====== Exercise materials

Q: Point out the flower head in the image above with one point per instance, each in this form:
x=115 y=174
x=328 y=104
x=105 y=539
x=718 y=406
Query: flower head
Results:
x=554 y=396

============

Please output all of the lines above verbatim, with no changes.

= The result =
Q: Point out the flower head in the image above with one point per instance, each in this form:
x=115 y=174
x=328 y=104
x=105 y=539
x=718 y=406
Query: flower head
Results:
x=554 y=396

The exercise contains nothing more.